[Named-object pointing records]

________

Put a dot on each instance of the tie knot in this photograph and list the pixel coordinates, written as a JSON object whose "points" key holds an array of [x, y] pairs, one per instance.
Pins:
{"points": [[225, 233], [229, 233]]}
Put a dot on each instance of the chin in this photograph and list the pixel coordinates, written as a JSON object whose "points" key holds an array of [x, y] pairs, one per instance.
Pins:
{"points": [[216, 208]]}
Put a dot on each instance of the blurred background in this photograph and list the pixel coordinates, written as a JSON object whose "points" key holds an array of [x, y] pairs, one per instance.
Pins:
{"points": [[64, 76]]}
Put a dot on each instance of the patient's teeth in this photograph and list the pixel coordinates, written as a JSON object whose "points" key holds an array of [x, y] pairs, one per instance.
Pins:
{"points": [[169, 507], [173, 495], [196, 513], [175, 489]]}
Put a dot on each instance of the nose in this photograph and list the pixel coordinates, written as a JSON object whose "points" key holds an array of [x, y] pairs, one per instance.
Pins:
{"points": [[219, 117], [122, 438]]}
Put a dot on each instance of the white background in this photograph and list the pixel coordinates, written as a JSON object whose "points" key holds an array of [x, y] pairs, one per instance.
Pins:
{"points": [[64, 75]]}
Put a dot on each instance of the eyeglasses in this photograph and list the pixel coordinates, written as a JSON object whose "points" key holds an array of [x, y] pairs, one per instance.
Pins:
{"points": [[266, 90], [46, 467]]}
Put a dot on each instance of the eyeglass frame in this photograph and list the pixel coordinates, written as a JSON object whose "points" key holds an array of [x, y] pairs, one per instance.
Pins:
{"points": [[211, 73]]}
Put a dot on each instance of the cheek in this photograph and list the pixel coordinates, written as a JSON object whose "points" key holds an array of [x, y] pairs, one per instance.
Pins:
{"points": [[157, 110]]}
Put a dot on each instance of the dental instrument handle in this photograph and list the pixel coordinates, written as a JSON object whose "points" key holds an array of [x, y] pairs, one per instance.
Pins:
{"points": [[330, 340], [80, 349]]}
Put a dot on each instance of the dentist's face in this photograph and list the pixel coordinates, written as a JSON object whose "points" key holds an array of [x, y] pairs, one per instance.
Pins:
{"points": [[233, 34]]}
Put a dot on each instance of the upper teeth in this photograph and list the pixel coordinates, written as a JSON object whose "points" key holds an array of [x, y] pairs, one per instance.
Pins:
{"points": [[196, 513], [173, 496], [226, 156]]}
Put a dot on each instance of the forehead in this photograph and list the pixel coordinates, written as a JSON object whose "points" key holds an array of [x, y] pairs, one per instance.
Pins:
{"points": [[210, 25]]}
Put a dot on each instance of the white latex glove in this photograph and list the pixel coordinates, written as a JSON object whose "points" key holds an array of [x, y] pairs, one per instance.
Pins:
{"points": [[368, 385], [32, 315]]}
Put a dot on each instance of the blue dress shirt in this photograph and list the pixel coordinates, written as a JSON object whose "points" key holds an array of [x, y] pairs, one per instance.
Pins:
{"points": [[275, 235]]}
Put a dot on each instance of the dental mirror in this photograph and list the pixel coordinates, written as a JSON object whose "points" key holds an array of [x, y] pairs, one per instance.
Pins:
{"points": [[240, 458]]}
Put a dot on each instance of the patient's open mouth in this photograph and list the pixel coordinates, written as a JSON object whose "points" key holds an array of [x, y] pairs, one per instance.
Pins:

________

Directions for this task:
Copy each line of the data exactly, leaving nothing out.

Answer below:
Put a dot on each instance of the tie knot in this photograph and list the pixel coordinates, written as a JSON object whose "points" key holds an array of [x, y] pairs, one per instance.
Pins:
{"points": [[225, 233], [229, 233]]}
Put a dot on each instance of the chin in this photograph and list the pixel coordinates, written as a JSON object whose "points" key holds an array of [x, y] pairs, one per instance.
Pins:
{"points": [[216, 208]]}
Put a dot on each instance of the blurred background in this photograph and list the pixel coordinates, written as a JSON object whose "points" key holds an array of [x, y] pairs, one per instance.
Pins:
{"points": [[64, 76]]}
Put a dot on each instance of the patient's teeth in this photograph and list the pixel coordinates, written as a JSON object whose "points" key holds an array of [x, y] pairs, one per instance.
Pins:
{"points": [[169, 507], [173, 495], [196, 513], [175, 489]]}
Put a dot on each instance of the nose in this photograph and list the pixel coordinates, written as a JSON object whose "points" key holds an array of [x, y] pairs, one per instance.
Pins:
{"points": [[219, 117], [122, 438]]}
Put a dot on each instance of the white background in this photograph and list the pixel coordinates, written as a JSON object whose "points" key holds an array of [x, y] pairs, one per instance.
Pins:
{"points": [[64, 75]]}
Put a dot on each instance of the eyeglasses in this photograph and list the pixel coordinates, written as a JSON object whose "points" key holds an array of [x, y] pairs, one per instance.
Pins:
{"points": [[266, 90], [46, 467]]}
Put a dot on each instance of the eyeglass frame in this photograph and list the pixel coordinates, written as a JSON object whose "points" key holds an array of [x, y] pairs, one per instance.
Pins:
{"points": [[211, 73]]}
Put a dot on each instance of the cheek in this photograph and list the pixel coordinates, written as a JSON object whose "points" key holds an array of [x, y] pairs, one per instance.
Pins:
{"points": [[157, 110]]}
Put a dot on each instance of the dental instrument handle in this photograph and list the pixel coordinates, written as a JSON object whose "points" key holds an array of [x, y] pairs, one per instance.
Pins:
{"points": [[330, 340], [80, 349]]}
Put a dot on each instance of the dentist's face in this photograph and list the pixel coordinates, written as a JSON object whose "points" key holds an array of [x, y] pairs, one per instance.
Pins:
{"points": [[233, 34]]}
Put a dot on each instance of the upper teeth in this photograph and list the pixel coordinates, written as a JSON object whose "points" key holds an array of [x, y] pairs, one per instance.
Pins:
{"points": [[196, 513], [173, 496], [226, 156]]}
Put a dot on each instance of the forehead in this photograph and list the pixel coordinates, written as a JSON object whose "points" key holds an array of [x, y] pairs, one per instance.
Pins:
{"points": [[210, 25]]}
Put a dot on each instance of the white latex glove in this photograph and list the pixel coordinates, written as a JSON object whose "points" key holds an array of [x, y] pairs, one per instance.
Pins:
{"points": [[368, 385], [32, 315]]}
Put a dot on each instance of the blue dress shirt in this photograph and list the pixel coordinates, written as a JSON object whose "points" key holds an array of [x, y] pairs, one per instance.
Pins:
{"points": [[275, 235]]}
Put a dot on each instance of the dental mirror in this photograph and list the pixel coordinates, written as a JSON object whose "points" key holds an array of [x, y] pairs, one per instance.
Pins:
{"points": [[240, 458]]}
Put a dot on each instance of the patient's open mouth in this photograph and list the pixel coordinates, written as a JSON object whose "points" key holds an array of [x, y] pairs, one per instance.
Pins:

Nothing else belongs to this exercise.